◆ The task ◆
Since only part of the material below is wanted, output exactly the lines from the one with "Query: white ceiling" up to and including the one with "Query: granite countertop".

◆ Source material ◆
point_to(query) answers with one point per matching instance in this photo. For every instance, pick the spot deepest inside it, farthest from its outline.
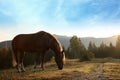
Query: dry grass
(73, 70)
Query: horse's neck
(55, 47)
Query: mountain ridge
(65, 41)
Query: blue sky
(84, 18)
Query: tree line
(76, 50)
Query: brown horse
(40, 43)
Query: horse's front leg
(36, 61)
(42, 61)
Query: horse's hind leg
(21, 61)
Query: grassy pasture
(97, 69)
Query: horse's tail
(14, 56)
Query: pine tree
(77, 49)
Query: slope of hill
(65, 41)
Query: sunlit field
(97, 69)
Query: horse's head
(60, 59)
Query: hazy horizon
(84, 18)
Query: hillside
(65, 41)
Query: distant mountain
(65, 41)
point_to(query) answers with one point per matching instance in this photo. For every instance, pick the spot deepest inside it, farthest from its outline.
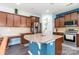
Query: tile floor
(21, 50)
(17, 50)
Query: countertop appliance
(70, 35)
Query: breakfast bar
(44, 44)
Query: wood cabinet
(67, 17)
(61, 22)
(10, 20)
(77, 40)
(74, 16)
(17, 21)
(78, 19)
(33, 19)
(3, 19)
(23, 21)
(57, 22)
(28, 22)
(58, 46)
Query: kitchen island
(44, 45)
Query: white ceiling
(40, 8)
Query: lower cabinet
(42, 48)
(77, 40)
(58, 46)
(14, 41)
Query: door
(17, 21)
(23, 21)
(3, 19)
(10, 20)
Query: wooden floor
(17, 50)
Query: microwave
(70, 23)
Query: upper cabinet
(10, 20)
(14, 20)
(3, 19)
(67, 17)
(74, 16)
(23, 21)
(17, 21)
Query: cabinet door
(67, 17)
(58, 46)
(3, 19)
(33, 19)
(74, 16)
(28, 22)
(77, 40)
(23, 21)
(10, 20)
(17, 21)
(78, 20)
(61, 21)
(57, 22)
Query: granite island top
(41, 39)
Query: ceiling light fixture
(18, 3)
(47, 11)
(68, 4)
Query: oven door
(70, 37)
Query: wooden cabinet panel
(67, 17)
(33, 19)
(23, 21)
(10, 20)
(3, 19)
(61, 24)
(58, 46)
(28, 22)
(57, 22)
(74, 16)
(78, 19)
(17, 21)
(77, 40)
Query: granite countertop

--

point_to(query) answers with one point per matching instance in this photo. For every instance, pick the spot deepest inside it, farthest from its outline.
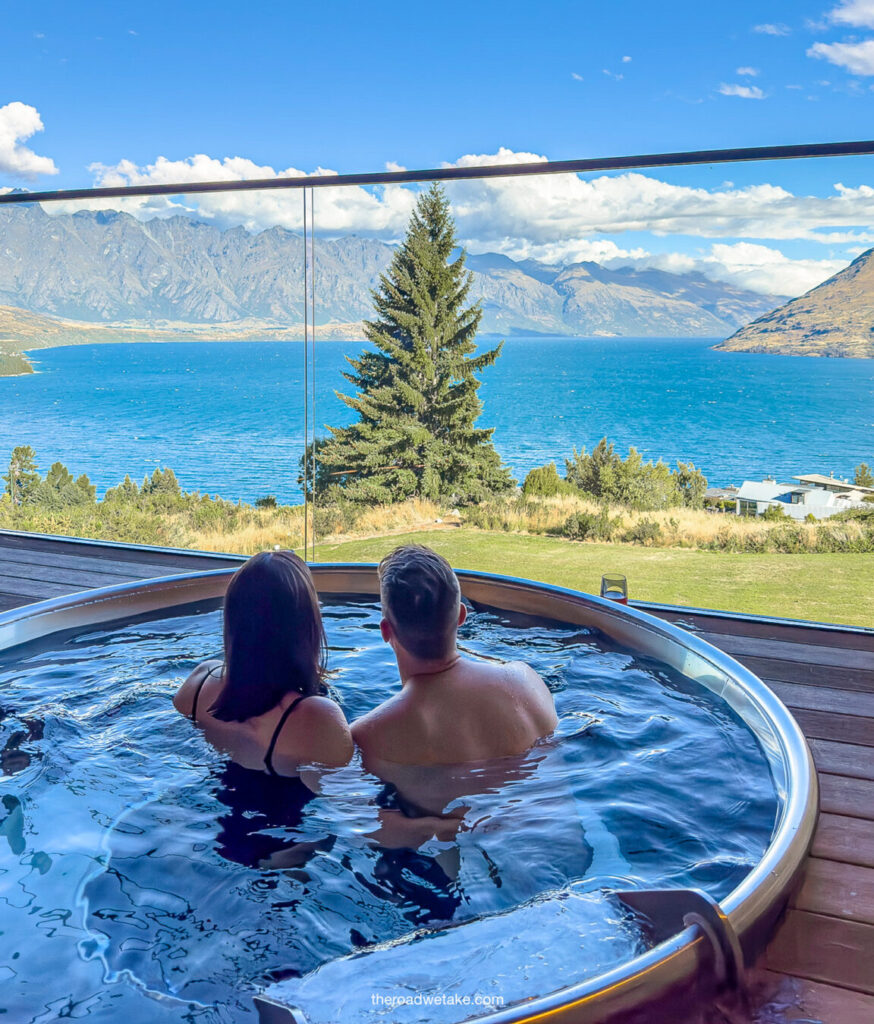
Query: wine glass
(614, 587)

◆ Result of this exercise ◆
Query: white ceiling
(40, 8)
Query: lower cabinet
(42, 48)
(77, 40)
(58, 46)
(14, 41)
Query: door
(17, 21)
(23, 21)
(3, 19)
(10, 20)
Query: wooden floor
(17, 50)
Query: microwave
(70, 23)
Query: upper cabinet
(10, 20)
(14, 20)
(3, 19)
(67, 17)
(74, 16)
(23, 21)
(17, 21)
Query: cabinet door
(67, 17)
(58, 46)
(3, 19)
(33, 19)
(74, 16)
(28, 22)
(77, 40)
(23, 21)
(10, 20)
(17, 21)
(78, 20)
(61, 21)
(57, 22)
Query: granite island top
(41, 39)
Query: ceiling light fixture
(18, 3)
(47, 11)
(68, 4)
Query: oven door
(70, 37)
Query: wooden cabinet panel
(67, 17)
(33, 19)
(23, 21)
(10, 20)
(3, 19)
(61, 24)
(58, 46)
(28, 22)
(57, 22)
(74, 16)
(78, 19)
(17, 21)
(77, 40)
Query: granite countertop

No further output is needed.